Your goal:
Your task is to transcribe the records exactly, skipping every image.

Dataset rows:
__________

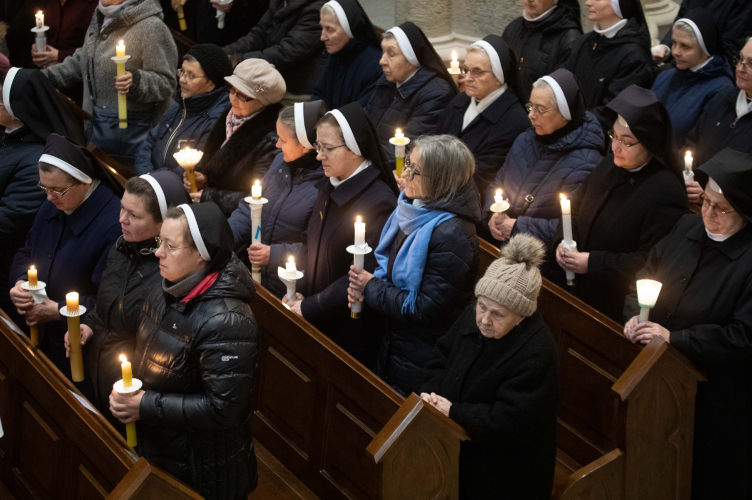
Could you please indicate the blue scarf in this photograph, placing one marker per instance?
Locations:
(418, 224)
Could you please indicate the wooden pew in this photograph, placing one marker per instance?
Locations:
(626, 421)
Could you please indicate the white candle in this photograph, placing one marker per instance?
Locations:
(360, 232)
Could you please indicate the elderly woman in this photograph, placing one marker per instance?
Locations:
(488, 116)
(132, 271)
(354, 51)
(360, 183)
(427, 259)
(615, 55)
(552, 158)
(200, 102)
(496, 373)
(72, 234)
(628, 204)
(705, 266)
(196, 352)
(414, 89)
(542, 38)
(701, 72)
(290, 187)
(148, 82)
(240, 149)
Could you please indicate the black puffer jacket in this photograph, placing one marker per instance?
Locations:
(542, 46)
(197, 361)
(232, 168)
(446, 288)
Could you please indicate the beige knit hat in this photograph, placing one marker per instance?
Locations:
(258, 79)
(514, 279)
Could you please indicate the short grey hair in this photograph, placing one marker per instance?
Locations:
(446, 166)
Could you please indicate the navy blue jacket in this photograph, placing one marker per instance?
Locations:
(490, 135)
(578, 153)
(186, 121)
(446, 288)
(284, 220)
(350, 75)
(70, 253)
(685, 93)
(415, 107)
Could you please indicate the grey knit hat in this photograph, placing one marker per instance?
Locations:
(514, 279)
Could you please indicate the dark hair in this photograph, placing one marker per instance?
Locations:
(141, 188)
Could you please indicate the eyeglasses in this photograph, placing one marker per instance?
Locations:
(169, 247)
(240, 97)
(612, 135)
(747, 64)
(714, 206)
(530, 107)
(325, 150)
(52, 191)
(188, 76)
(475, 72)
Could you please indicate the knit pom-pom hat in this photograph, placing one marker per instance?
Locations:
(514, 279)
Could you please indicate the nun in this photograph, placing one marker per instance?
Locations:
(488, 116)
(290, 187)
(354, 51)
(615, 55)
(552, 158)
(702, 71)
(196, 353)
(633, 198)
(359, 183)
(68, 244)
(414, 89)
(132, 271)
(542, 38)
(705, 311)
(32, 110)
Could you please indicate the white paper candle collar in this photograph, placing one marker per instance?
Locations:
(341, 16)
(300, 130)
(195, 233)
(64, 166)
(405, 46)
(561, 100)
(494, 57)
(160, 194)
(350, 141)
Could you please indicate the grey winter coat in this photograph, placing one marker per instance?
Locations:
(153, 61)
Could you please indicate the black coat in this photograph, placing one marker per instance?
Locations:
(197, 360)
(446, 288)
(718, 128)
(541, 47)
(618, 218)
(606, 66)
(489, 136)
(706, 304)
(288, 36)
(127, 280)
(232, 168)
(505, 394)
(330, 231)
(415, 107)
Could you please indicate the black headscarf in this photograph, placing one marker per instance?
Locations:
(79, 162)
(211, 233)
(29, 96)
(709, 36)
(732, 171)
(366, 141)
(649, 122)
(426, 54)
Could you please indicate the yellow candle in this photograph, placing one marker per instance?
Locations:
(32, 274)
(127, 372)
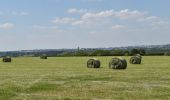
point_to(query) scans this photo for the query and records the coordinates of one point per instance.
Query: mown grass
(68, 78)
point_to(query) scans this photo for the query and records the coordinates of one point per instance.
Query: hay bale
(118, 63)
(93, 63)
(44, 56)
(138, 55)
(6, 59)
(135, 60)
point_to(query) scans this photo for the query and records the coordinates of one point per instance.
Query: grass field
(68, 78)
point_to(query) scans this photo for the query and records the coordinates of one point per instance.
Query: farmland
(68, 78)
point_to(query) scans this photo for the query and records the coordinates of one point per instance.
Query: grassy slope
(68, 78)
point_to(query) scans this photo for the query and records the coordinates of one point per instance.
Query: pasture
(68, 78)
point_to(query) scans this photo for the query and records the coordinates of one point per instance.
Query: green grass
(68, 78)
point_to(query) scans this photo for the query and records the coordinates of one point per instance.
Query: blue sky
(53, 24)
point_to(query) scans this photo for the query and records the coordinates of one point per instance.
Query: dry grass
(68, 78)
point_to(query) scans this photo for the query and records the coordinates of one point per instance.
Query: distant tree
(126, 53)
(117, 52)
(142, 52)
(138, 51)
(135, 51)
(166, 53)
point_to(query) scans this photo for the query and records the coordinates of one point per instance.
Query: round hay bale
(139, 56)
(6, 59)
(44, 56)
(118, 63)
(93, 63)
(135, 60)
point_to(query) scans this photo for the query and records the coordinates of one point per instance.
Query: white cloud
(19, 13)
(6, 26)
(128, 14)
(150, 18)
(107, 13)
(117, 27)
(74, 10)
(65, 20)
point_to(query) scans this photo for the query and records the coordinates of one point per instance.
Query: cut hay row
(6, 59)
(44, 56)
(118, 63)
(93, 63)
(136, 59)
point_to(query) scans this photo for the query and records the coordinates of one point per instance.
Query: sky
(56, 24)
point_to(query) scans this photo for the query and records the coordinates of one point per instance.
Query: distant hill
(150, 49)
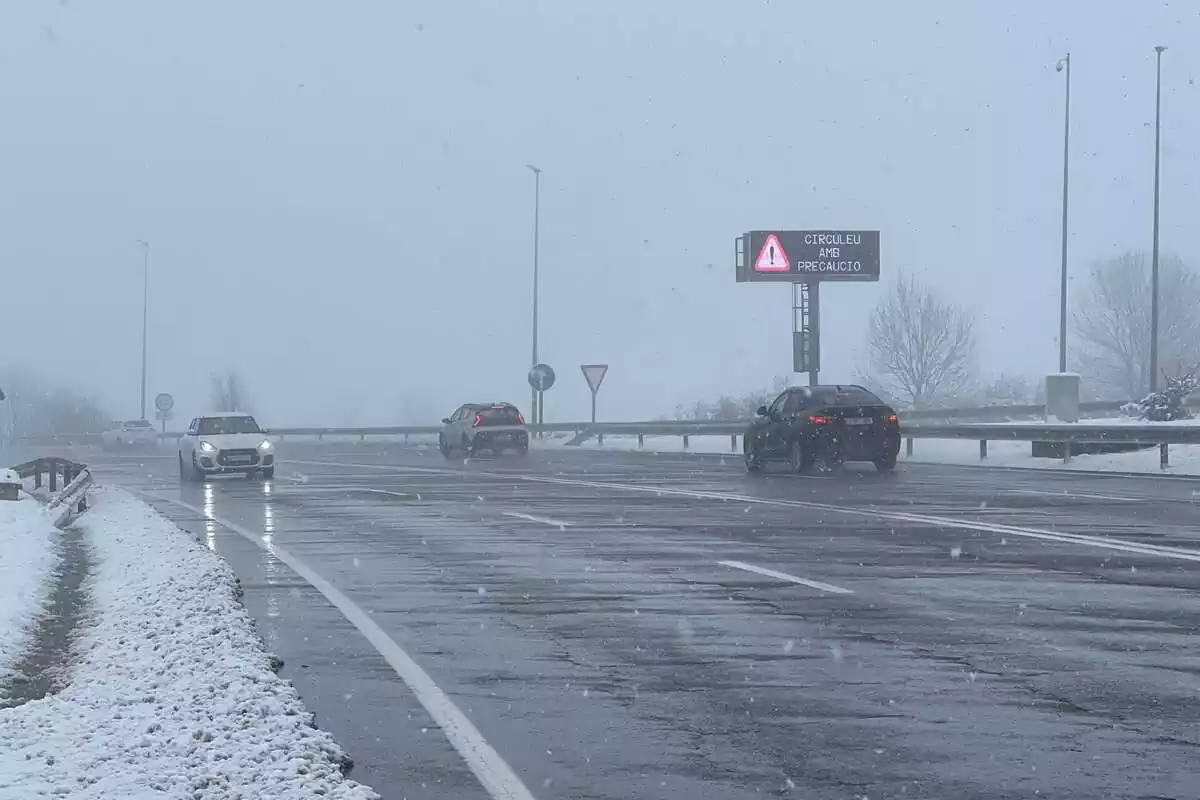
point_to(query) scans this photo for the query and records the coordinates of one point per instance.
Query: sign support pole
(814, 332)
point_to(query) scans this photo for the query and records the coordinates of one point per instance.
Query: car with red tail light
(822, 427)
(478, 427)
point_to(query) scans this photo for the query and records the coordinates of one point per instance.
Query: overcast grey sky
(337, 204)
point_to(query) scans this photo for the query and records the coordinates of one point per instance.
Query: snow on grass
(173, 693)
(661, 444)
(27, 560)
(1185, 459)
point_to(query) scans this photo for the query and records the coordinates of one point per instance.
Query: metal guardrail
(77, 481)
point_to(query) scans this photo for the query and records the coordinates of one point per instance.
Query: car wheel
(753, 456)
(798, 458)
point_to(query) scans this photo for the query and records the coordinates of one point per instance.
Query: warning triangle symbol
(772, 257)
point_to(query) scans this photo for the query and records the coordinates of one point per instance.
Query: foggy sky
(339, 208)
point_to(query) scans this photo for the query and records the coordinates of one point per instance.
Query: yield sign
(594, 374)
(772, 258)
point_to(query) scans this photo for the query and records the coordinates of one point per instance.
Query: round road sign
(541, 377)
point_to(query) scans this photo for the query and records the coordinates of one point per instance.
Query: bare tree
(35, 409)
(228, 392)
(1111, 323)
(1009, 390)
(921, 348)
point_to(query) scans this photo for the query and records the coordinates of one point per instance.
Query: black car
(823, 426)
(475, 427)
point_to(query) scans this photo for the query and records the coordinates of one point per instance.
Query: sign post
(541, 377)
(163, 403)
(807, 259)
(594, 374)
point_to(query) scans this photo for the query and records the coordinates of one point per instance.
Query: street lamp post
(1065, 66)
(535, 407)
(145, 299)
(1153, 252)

__________

Expected answer:
Could you please indicate the blue scarf in this photograph, placing one marker per instance?
Locations:
(418, 224)
Could you please indicate the wooden pew in this photograph, placing one marker per instance?
Locations:
(626, 421)
Could you please indicate the white candle in this photograph, placing one marker per instance?
Locations:
(360, 232)
Could you please indicate the elderly woman in this photograph, placing one marker per instance?
Locations:
(488, 116)
(132, 271)
(354, 51)
(360, 183)
(427, 259)
(615, 55)
(552, 158)
(200, 102)
(496, 373)
(72, 234)
(628, 204)
(705, 266)
(196, 352)
(414, 89)
(542, 38)
(701, 72)
(290, 187)
(148, 82)
(240, 149)
Could you please indicate the black puffer jacket in this photograph, placing one marker per instance?
Locations:
(542, 46)
(197, 361)
(232, 168)
(446, 288)
Could you please indicate the beige knit hat in this photograph, placing one marker per instance?
Locations:
(258, 79)
(514, 279)
Could you please indicate the short grey hair in this photograph, placing one marker per instance?
Locations:
(446, 166)
Could you please indicate the navy blue jacket in this photograph, placing one marker per instance?
Locations:
(490, 135)
(578, 153)
(186, 121)
(446, 288)
(284, 220)
(350, 75)
(70, 253)
(685, 93)
(415, 107)
Could you please indicate the grey knit hat in this photograph, placing one marker per instance?
Locations:
(514, 279)
Could you please indicate the dark hair in this photograph, placing one marker per instance?
Locations:
(141, 188)
Could you please indicate the eyeglasses in this photograph, placing one marker per instance?
Locations:
(169, 247)
(240, 97)
(612, 135)
(747, 64)
(714, 206)
(530, 107)
(325, 150)
(52, 191)
(188, 76)
(475, 72)
Could you please indicate the knit pom-pom hat in this photograph, placing one marker per instance?
Locations:
(514, 279)
Could you please indicate the nun in this photograph, placing one marker per instance?
Locations:
(488, 116)
(290, 187)
(354, 51)
(615, 55)
(552, 158)
(702, 71)
(196, 353)
(633, 198)
(359, 183)
(68, 244)
(414, 89)
(132, 271)
(542, 38)
(705, 311)
(32, 110)
Could you please indicate the white paper candle collar in this photograph, placing one marker per instance?
Locations:
(341, 16)
(300, 130)
(195, 233)
(64, 166)
(405, 46)
(561, 100)
(494, 57)
(160, 194)
(350, 141)
Could you please indicate the grey winter coat in this photograph, placing one marker per instance?
Locations:
(153, 61)
Could you please indicate the black coat in this photograph, placing one marker per instance?
Locations:
(197, 360)
(446, 288)
(718, 128)
(541, 47)
(618, 218)
(606, 66)
(489, 136)
(706, 304)
(288, 36)
(127, 280)
(232, 168)
(505, 394)
(330, 231)
(415, 107)
Could you please indicate the black headscarf in this photograph, placing one marker per instance?
Locations:
(79, 162)
(211, 233)
(29, 96)
(709, 36)
(732, 171)
(366, 141)
(649, 122)
(426, 54)
Could you please indicate the yellow candle in this photograph, placing one marker per instance?
Locations:
(32, 274)
(127, 372)
point_to(query) scans this photo for the query and records the coordinates of one point per instance.
Query: mown grass
(68, 78)
point_to(query) scans this photo for the query and records the coordinates of one point per instance.
Query: hay bale
(118, 63)
(93, 63)
(44, 56)
(138, 55)
(6, 59)
(135, 60)
point_to(query) scans this photo for the query and records the coordinates of one point per instance.
Query: grass field
(68, 78)
point_to(query) scans this photo for the query and records the coordinates of one point per instance.
Query: farmland
(68, 78)
point_to(query) scans this photo for the query and records the coordinates of one point per instance.
Query: grassy slope
(68, 78)
point_to(query) scans this photo for the query and records the coordinates of one point per instance.
Query: pasture
(68, 78)
point_to(query) scans this photo for the query and records the coordinates of one point per instance.
Query: green grass
(68, 78)
point_to(query) scans this photo for the query and records the coordinates of one point per instance.
Query: blue sky
(53, 24)
point_to(query) scans this photo for the query and records the coordinates of one point per instance.
Query: dry grass
(68, 78)
point_to(query) scans this photo for the query and records the coordinates of one point per instance.
Query: distant tree
(126, 53)
(117, 52)
(142, 52)
(138, 51)
(135, 51)
(166, 53)
point_to(query) scans this photo for the query and records the coordinates of one point per instance.
Query: round hay bale
(139, 56)
(6, 59)
(44, 56)
(118, 63)
(93, 63)
(135, 60)
point_to(query) scans this photo for the query and records the coordinates of one point per instance.
Query: white cloud
(19, 13)
(6, 26)
(128, 14)
(150, 18)
(107, 13)
(117, 27)
(74, 10)
(65, 20)
point_to(query) scans this photo for the query and records the coordinates of one point per instance.
Query: cut hay row
(6, 59)
(44, 56)
(118, 63)
(93, 63)
(136, 59)
point_to(query) scans this photo for the query and records the coordinates of one point per instance.
Query: sky
(56, 24)
point_to(query) scans this photo for the query and records the coordinates of one point per instance.
Query: distant hill
(150, 49)
point_to(query) scans this photo for the query and records the coordinates of one point per instance.
Query: sign support pole
(814, 332)
point_to(query) scans this photo for the query and records the coordinates of one point per instance.
Query: car with red tail light
(822, 427)
(478, 427)
point_to(query) scans this photo for the query and records the coordinates of one point per instance.
Query: overcast grey sky
(337, 204)
point_to(query) scans this photo for the query and records the coordinates of one point per instance.
Query: snow on grass
(173, 693)
(661, 444)
(27, 560)
(1185, 459)
point_to(query) scans this photo for the query and records the coordinates of one point per instance.
Query: metal guardrail
(77, 481)
point_to(query) scans this photo for the query and records the coordinates of one point per instance.
Query: car wheel
(753, 456)
(798, 458)
point_to(query) scans this photo for the query and records the coordinates of one point per instance.
Query: warning triangle symbol
(772, 257)
point_to(query) scans this photo for the query and records the coordinates of one point per instance.
Query: foggy sky
(339, 208)
point_to(query) scans this photo for the query and records the coordinates of one point per instance.
Query: yield sign
(594, 374)
(772, 258)
point_to(query) scans this photo for the query and records the coordinates of one point per instance.
Query: round road sign
(541, 377)
point_to(query) scans this photo for the query and records the coordinates of one point per instance.
Query: bare tree
(35, 409)
(228, 392)
(1111, 323)
(1009, 390)
(921, 348)
point_to(query) scans this photo for the query and records the coordinates of one point per instance.
Query: black car
(823, 426)
(475, 427)
point_to(query) scans this photo for the query and records the coordinates of one point per instance.
Query: sign post
(541, 377)
(163, 403)
(807, 259)
(594, 374)
point_to(query) scans this photo for the query and records the coordinates of one point per instance.
Query: street lamp post
(1065, 66)
(535, 407)
(145, 299)
(1153, 252)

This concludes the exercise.